● **Work to be completed**
Copy the material below line for line without any changes, leaving the pictures out of your copy.

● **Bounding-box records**
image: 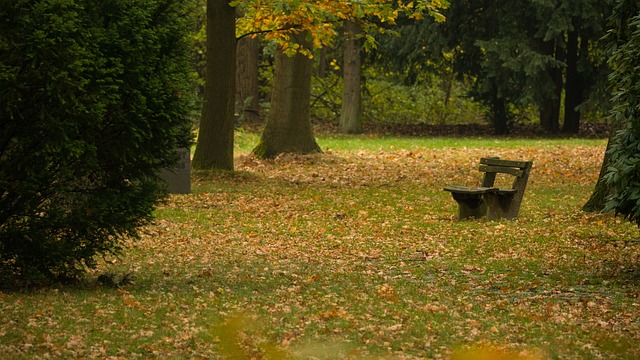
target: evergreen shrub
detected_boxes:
[603,6,640,226]
[0,0,193,281]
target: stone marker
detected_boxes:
[160,148,191,194]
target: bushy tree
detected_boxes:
[0,0,193,279]
[603,0,640,226]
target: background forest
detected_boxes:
[195,0,613,141]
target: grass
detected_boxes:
[0,133,640,359]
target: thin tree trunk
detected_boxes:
[338,21,362,134]
[540,41,564,133]
[235,37,260,123]
[562,30,583,134]
[253,33,320,158]
[489,80,509,135]
[192,0,236,170]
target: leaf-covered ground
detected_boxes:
[0,140,640,359]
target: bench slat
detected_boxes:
[480,165,524,177]
[444,185,495,194]
[480,158,527,169]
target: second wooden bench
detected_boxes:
[444,157,533,220]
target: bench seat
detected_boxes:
[444,157,533,220]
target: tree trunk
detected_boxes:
[253,33,320,158]
[338,21,362,134]
[192,0,236,170]
[489,79,509,135]
[562,30,583,134]
[235,37,260,123]
[540,41,564,133]
[582,121,625,212]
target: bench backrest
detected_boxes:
[479,157,533,194]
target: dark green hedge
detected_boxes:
[603,0,640,226]
[0,0,193,279]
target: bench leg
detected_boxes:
[451,192,487,220]
[484,193,518,220]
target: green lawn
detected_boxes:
[5,133,640,359]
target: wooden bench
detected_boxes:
[444,157,533,220]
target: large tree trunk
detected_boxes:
[235,37,260,123]
[192,0,236,170]
[582,121,625,212]
[562,30,583,134]
[253,33,320,158]
[338,21,362,134]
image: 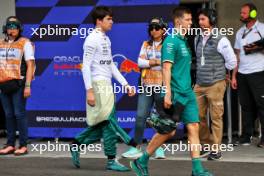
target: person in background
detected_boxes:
[0,16,35,155]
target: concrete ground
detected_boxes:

● **Finished exercise**
image: 
target: evergreen shrub
detected_boxes:
[603,6,640,226]
[0,0,193,281]
target: stone marker
detected_boxes:
[160,148,191,194]
target: bushy tree
detected_boxes:
[0,0,193,279]
[603,0,640,226]
target: background forest
detected_boxes:
[195,0,613,141]
target: grass
detected_boxes:
[0,133,640,359]
target: thin tree trunk
detected_boxes:
[338,21,362,134]
[540,41,564,133]
[235,37,260,123]
[562,30,583,134]
[253,33,320,158]
[489,80,509,135]
[192,0,236,170]
target: leaf-covered ground
detected_boxes:
[0,140,640,359]
target: bench slat
detected_boxes:
[480,165,524,177]
[444,185,495,194]
[480,158,527,169]
target: second wooden bench
detected_boxes:
[444,157,533,220]
target: bench seat
detected_boxes:
[444,157,533,220]
target: tree trunk
detected_boxes:
[253,33,320,158]
[338,21,362,134]
[192,0,236,170]
[489,79,509,135]
[562,30,583,134]
[235,37,260,123]
[540,41,564,133]
[582,121,625,212]
target: bench backrest
detected_boxes:
[479,157,533,194]
target: dark green hedge
detected_boxes:
[603,0,640,226]
[0,0,193,279]
target: bench leg
detected_boxes:
[451,192,487,220]
[484,193,518,220]
target: green lawn
detected_boxes:
[5,133,640,359]
target: wooden bench
detected_boxes:
[444,157,533,220]
target: large tree trunk
detected_boxes:
[235,37,260,123]
[192,0,236,170]
[582,121,625,212]
[562,30,583,134]
[253,33,320,158]
[338,21,362,134]
image: 
target: person in background
detected_boxes:
[0,16,35,155]
target: concrete ground
detected_boxes:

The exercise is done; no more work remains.